Page text:

>>>>>

It's been a while since my last post but I was really busy working on a number of projects.
The purpose of this post is to highlight an issue I had while building a standby database. The environment we had - three 18.104.22.168 databases at host A (primary) and same were restored from backup on another host B (standby), both hosts were running Linux. It's important to mention that both hosts were located in different Data Centers.
Once a standby database was mounted we would start shipping archive log files from the primary without adding it to the DataGuard Broker config as of that moment. We wanted to touch the production as little as possible and would add the database to the broker config just before doing the switchover. In the meanwhile we would manually recover the standby database to reduce the apply lag once the database is being added to the broker config. This approach worked fine for two of the databases but we got this error for the third one:
Fri Mar 13 13:33:43 2015 RFS: Assigned to RFS process 29043 RFS: Opened log for thread 1 sequence 29200 dbid -707326650 branch 806518278 CORRUPTION DETECTED: In redo blocks starting at block 20481count 2048 for thread 1 sequence 29200 Deleted Oracle managed file +RECO01/testdb/archivelog/2015_03_13/thread_1_seq_29200.8481.874244023 RFS: Possible network disconnect with primary database Fri Mar 13 13:42:45 2015 Errors in file /u01/app/oracle/diag/rdbms/testdb/testdb/trace/testdb_rfs_31033.trc:
Running through the trace file the first thing which I noticed was:
Corrupt redo block 5964 detected: BAD CHECKSUM
We already had two databases running from host A to host B so we rulled out the firewall issue. Then tried couple of other things - manually recovered the standby with incremental backup, recreated the standby, cleared all the redo/standby log groups but nothing helped. I found only one note in MOS with similar symptom for Streams in 10.2.

<<<<<

Task directions: Carry on the post about the corrupt redo blocks on the standby database from the point where it ends. The listing has no role in this work.

Record extracts:
>>>>>

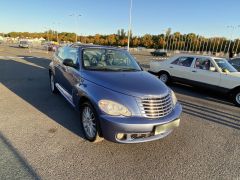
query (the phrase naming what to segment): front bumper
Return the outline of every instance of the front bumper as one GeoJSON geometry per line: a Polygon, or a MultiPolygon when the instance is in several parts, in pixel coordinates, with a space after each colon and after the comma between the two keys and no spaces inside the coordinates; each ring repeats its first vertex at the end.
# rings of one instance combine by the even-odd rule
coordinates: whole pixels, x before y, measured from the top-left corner
{"type": "Polygon", "coordinates": [[[161,134],[155,134],[155,128],[160,125],[179,120],[182,106],[177,103],[174,110],[167,116],[159,119],[145,117],[113,117],[100,116],[100,126],[105,139],[117,143],[142,143],[161,139],[170,134],[173,128],[169,128],[161,134]],[[125,134],[127,138],[118,139],[117,134],[125,134]],[[129,136],[130,135],[130,136],[129,136]],[[134,135],[134,138],[133,136],[134,135]]]}

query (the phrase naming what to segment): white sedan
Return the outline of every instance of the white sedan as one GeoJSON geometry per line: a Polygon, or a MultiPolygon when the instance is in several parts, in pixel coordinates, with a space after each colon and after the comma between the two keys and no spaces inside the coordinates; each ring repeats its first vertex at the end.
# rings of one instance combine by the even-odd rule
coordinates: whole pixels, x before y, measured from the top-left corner
{"type": "Polygon", "coordinates": [[[164,83],[178,81],[228,93],[240,106],[240,72],[226,59],[178,55],[166,61],[151,62],[150,72],[157,74],[164,83]]]}

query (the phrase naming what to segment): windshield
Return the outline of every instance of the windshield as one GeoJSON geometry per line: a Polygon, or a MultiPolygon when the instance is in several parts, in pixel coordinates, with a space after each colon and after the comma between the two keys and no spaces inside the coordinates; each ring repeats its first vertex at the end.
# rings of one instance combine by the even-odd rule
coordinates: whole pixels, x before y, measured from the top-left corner
{"type": "Polygon", "coordinates": [[[97,71],[141,71],[127,51],[113,49],[85,49],[83,66],[85,69],[97,71]]]}
{"type": "Polygon", "coordinates": [[[20,44],[27,44],[27,41],[20,41],[20,44]]]}
{"type": "Polygon", "coordinates": [[[237,72],[237,70],[226,59],[215,59],[222,72],[237,72]]]}

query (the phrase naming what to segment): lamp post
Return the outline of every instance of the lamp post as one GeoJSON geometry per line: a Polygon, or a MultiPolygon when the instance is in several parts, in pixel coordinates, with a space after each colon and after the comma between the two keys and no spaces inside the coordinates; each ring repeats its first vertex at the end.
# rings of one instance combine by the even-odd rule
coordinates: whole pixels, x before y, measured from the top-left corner
{"type": "Polygon", "coordinates": [[[75,18],[75,26],[76,26],[76,37],[75,37],[75,42],[77,42],[77,27],[78,27],[78,18],[81,17],[81,14],[70,14],[69,16],[75,18]]]}
{"type": "Polygon", "coordinates": [[[129,8],[128,47],[127,47],[128,51],[130,46],[131,31],[132,31],[132,0],[130,0],[130,8],[129,8]]]}
{"type": "Polygon", "coordinates": [[[48,38],[48,42],[49,42],[49,29],[45,26],[43,28],[47,30],[47,38],[48,38]]]}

<<<<<

Exercise result:
At the end the network admins were asked to check the config of the firewalls one more time. There were two firewalls - one where host A was located and another one where host B was located.
It turned out that the firewall at host A location had SQLnet class inspection enabled which was causing the corruption. The logs were successfully shipped from the primary database once this firewall feature was disabled. The strange thing was that we haven't had any issues with the other two databases running on the same hosts, well what can I say - smart firewalls.